CHALLENGE –
Show every line of the listing below that contains the word "hind", copying each such line in full.

○ ○ ○

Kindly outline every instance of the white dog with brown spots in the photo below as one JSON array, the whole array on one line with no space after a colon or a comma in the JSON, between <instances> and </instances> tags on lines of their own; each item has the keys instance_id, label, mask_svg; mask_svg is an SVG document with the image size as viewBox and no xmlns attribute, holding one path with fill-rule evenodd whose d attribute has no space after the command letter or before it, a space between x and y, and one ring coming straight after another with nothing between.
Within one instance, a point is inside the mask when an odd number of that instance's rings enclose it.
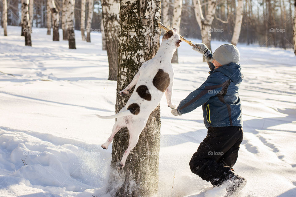
<instances>
[{"instance_id":1,"label":"white dog with brown spots","mask_svg":"<svg viewBox=\"0 0 296 197\"><path fill-rule=\"evenodd\" d=\"M104 149L108 148L115 134L121 128L126 127L130 131L129 144L119 164L120 169L124 166L127 156L138 143L150 114L158 105L165 92L168 106L172 109L176 108L172 103L174 70L171 62L181 42L175 28L167 32L162 37L161 44L155 56L144 62L130 83L118 92L121 95L128 94L136 86L125 106L113 115L97 115L103 119L117 118L111 135L101 146ZM151 76L154 77L152 78Z\"/></svg>"}]
</instances>

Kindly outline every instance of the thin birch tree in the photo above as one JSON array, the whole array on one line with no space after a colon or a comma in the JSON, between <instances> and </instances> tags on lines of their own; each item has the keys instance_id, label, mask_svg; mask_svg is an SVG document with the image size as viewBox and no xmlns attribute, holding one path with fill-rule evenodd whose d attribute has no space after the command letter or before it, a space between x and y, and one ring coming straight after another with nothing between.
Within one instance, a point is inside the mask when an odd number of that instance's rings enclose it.
<instances>
[{"instance_id":1,"label":"thin birch tree","mask_svg":"<svg viewBox=\"0 0 296 197\"><path fill-rule=\"evenodd\" d=\"M49 0L48 0L49 1ZM52 19L52 40L59 41L59 26L60 26L60 18L59 17L59 11L56 6L54 0L51 0L49 6Z\"/></svg>"},{"instance_id":2,"label":"thin birch tree","mask_svg":"<svg viewBox=\"0 0 296 197\"><path fill-rule=\"evenodd\" d=\"M34 0L29 1L29 17L30 18L30 27L33 26L33 18L34 16Z\"/></svg>"},{"instance_id":3,"label":"thin birch tree","mask_svg":"<svg viewBox=\"0 0 296 197\"><path fill-rule=\"evenodd\" d=\"M86 42L90 42L90 32L92 28L92 21L93 14L93 0L88 0L88 13L86 25Z\"/></svg>"},{"instance_id":4,"label":"thin birch tree","mask_svg":"<svg viewBox=\"0 0 296 197\"><path fill-rule=\"evenodd\" d=\"M47 26L47 35L50 35L51 30L51 14L50 9L51 1L52 0L47 0L46 2L46 18Z\"/></svg>"},{"instance_id":5,"label":"thin birch tree","mask_svg":"<svg viewBox=\"0 0 296 197\"><path fill-rule=\"evenodd\" d=\"M109 63L108 80L117 80L118 35L119 31L119 0L101 0L102 15Z\"/></svg>"},{"instance_id":6,"label":"thin birch tree","mask_svg":"<svg viewBox=\"0 0 296 197\"><path fill-rule=\"evenodd\" d=\"M32 46L31 41L31 29L29 16L29 0L22 0L22 14L23 15L22 24L23 25L25 44L26 46Z\"/></svg>"},{"instance_id":7,"label":"thin birch tree","mask_svg":"<svg viewBox=\"0 0 296 197\"><path fill-rule=\"evenodd\" d=\"M106 37L105 36L105 31L104 30L104 25L103 19L101 21L101 33L102 34L102 50L106 50L107 47L106 45Z\"/></svg>"},{"instance_id":8,"label":"thin birch tree","mask_svg":"<svg viewBox=\"0 0 296 197\"><path fill-rule=\"evenodd\" d=\"M174 2L173 18L172 27L175 27L178 31L180 30L180 23L181 21L181 13L183 7L182 0L175 0ZM178 60L178 49L177 49L173 55L172 63L179 63Z\"/></svg>"},{"instance_id":9,"label":"thin birch tree","mask_svg":"<svg viewBox=\"0 0 296 197\"><path fill-rule=\"evenodd\" d=\"M7 35L7 1L3 0L2 2L2 26L4 30L4 35Z\"/></svg>"},{"instance_id":10,"label":"thin birch tree","mask_svg":"<svg viewBox=\"0 0 296 197\"><path fill-rule=\"evenodd\" d=\"M233 34L231 39L231 44L236 45L238 42L238 39L240 34L241 28L241 22L243 20L243 10L244 6L243 0L237 0L237 7L236 7L236 13L235 17L235 23L234 24L234 28Z\"/></svg>"},{"instance_id":11,"label":"thin birch tree","mask_svg":"<svg viewBox=\"0 0 296 197\"><path fill-rule=\"evenodd\" d=\"M293 26L293 40L294 41L294 53L296 55L296 0L294 3L294 24Z\"/></svg>"},{"instance_id":12,"label":"thin birch tree","mask_svg":"<svg viewBox=\"0 0 296 197\"><path fill-rule=\"evenodd\" d=\"M85 40L84 30L85 26L85 4L86 0L81 0L81 14L80 18L80 30L82 40Z\"/></svg>"},{"instance_id":13,"label":"thin birch tree","mask_svg":"<svg viewBox=\"0 0 296 197\"><path fill-rule=\"evenodd\" d=\"M69 48L76 49L75 33L74 32L74 8L75 0L67 0L67 25Z\"/></svg>"},{"instance_id":14,"label":"thin birch tree","mask_svg":"<svg viewBox=\"0 0 296 197\"><path fill-rule=\"evenodd\" d=\"M157 23L160 17L160 1L120 0L120 2L117 92L131 81L144 62L155 55L159 46L160 34ZM132 91L122 96L117 94L117 113L125 105ZM129 131L126 127L122 128L115 135L109 184L111 195L126 197L157 195L160 127L158 105L150 115L124 167L119 171L117 165L128 144Z\"/></svg>"},{"instance_id":15,"label":"thin birch tree","mask_svg":"<svg viewBox=\"0 0 296 197\"><path fill-rule=\"evenodd\" d=\"M208 0L207 2L208 7L205 9L206 14L204 17L199 0L193 0L195 18L200 28L202 41L211 50L212 25L216 12L217 2L216 0ZM204 61L205 62L205 57L203 57Z\"/></svg>"},{"instance_id":16,"label":"thin birch tree","mask_svg":"<svg viewBox=\"0 0 296 197\"><path fill-rule=\"evenodd\" d=\"M67 26L67 0L62 0L63 9L62 12L62 29L63 30L63 39L68 40Z\"/></svg>"}]
</instances>

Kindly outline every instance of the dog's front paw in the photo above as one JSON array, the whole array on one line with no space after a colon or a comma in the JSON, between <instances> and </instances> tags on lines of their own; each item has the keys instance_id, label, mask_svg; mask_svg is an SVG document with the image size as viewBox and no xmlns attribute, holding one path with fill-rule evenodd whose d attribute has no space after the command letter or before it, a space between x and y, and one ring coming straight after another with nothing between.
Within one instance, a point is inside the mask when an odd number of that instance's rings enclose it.
<instances>
[{"instance_id":1,"label":"dog's front paw","mask_svg":"<svg viewBox=\"0 0 296 197\"><path fill-rule=\"evenodd\" d=\"M119 164L118 164L118 169L119 170L121 170L122 169L122 168L123 167L123 164L122 164L122 163L121 162L119 163Z\"/></svg>"},{"instance_id":2,"label":"dog's front paw","mask_svg":"<svg viewBox=\"0 0 296 197\"><path fill-rule=\"evenodd\" d=\"M130 91L130 90L123 90L120 92L119 92L118 93L118 94L121 96L123 96L125 94L128 94L129 92Z\"/></svg>"},{"instance_id":3,"label":"dog's front paw","mask_svg":"<svg viewBox=\"0 0 296 197\"><path fill-rule=\"evenodd\" d=\"M171 107L171 109L176 109L176 108L177 107L175 105L174 105L172 103L171 104L171 105L168 105L167 107Z\"/></svg>"}]
</instances>

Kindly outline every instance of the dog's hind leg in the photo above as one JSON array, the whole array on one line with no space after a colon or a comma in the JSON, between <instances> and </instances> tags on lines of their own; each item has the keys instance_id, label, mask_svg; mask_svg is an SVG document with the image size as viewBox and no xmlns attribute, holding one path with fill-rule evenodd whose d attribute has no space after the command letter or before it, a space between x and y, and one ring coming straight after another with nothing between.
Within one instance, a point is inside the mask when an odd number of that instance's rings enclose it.
<instances>
[{"instance_id":1,"label":"dog's hind leg","mask_svg":"<svg viewBox=\"0 0 296 197\"><path fill-rule=\"evenodd\" d=\"M120 122L121 121L119 121L118 119L117 121L116 121L115 124L114 124L114 125L113 125L113 128L112 129L112 133L111 134L111 135L110 136L110 137L108 138L108 140L107 142L101 145L101 147L104 149L107 149L108 148L108 146L111 143L111 142L112 142L112 140L113 139L113 138L114 137L114 136L115 135L115 134L116 134L116 133L118 132L119 130L120 130L120 129L124 127L121 124L121 123L120 123Z\"/></svg>"},{"instance_id":2,"label":"dog's hind leg","mask_svg":"<svg viewBox=\"0 0 296 197\"><path fill-rule=\"evenodd\" d=\"M139 122L134 122L133 124L129 124L127 128L130 131L130 140L127 149L124 152L119 165L119 169L121 170L125 164L125 161L130 151L134 148L139 140L139 136L146 125L147 121Z\"/></svg>"}]
</instances>

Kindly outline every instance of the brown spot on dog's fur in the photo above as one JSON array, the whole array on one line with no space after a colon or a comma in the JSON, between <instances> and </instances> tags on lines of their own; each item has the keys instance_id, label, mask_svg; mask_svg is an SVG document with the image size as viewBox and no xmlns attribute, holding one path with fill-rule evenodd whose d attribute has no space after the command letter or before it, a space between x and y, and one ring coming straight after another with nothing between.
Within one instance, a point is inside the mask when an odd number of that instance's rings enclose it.
<instances>
[{"instance_id":1,"label":"brown spot on dog's fur","mask_svg":"<svg viewBox=\"0 0 296 197\"><path fill-rule=\"evenodd\" d=\"M167 31L166 34L163 35L163 38L165 39L168 39L172 37L174 35L174 33L171 30Z\"/></svg>"},{"instance_id":2,"label":"brown spot on dog's fur","mask_svg":"<svg viewBox=\"0 0 296 197\"><path fill-rule=\"evenodd\" d=\"M166 89L170 85L171 79L167 73L163 71L161 69L158 70L158 72L153 78L152 82L153 85L158 90L162 92L165 92Z\"/></svg>"},{"instance_id":3,"label":"brown spot on dog's fur","mask_svg":"<svg viewBox=\"0 0 296 197\"><path fill-rule=\"evenodd\" d=\"M133 114L137 115L140 113L140 106L137 103L134 103L129 106L127 110L130 110Z\"/></svg>"},{"instance_id":4,"label":"brown spot on dog's fur","mask_svg":"<svg viewBox=\"0 0 296 197\"><path fill-rule=\"evenodd\" d=\"M147 101L151 100L151 94L149 93L148 88L146 86L140 86L137 89L136 91L138 93L140 97Z\"/></svg>"}]
</instances>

○ ○ ○

REPLY –
Kindly outline every instance of the dog's hind leg in the photo above as one JSON array, the whole array on one line with no space after a colon or a comma in the JSON, between <instances> and </instances> tags on lines of their own; each item has the keys instance_id, label, mask_svg; mask_svg is an SVG document with the image size as viewBox and no xmlns attribute, holding one path with fill-rule evenodd whose d attribute has no space after the command letter or before it, a space between x and y, and one ring coming straight after another with nothing between.
[{"instance_id":1,"label":"dog's hind leg","mask_svg":"<svg viewBox=\"0 0 296 197\"><path fill-rule=\"evenodd\" d=\"M120 122L121 121L119 121L118 119L117 121L116 121L115 124L114 124L114 125L113 125L113 128L112 129L112 133L111 134L111 135L110 136L110 137L108 138L108 140L107 142L101 145L101 147L104 149L107 149L108 148L108 146L111 143L111 142L112 142L112 140L113 139L113 138L114 137L114 136L115 135L115 134L116 134L116 133L118 132L119 130L120 130L120 129L124 127L121 124L121 123L120 123Z\"/></svg>"},{"instance_id":2,"label":"dog's hind leg","mask_svg":"<svg viewBox=\"0 0 296 197\"><path fill-rule=\"evenodd\" d=\"M139 122L134 122L133 124L129 124L127 128L130 131L130 140L127 149L124 152L119 165L119 169L121 170L125 164L125 161L130 151L134 148L139 140L139 136L146 125L147 121Z\"/></svg>"}]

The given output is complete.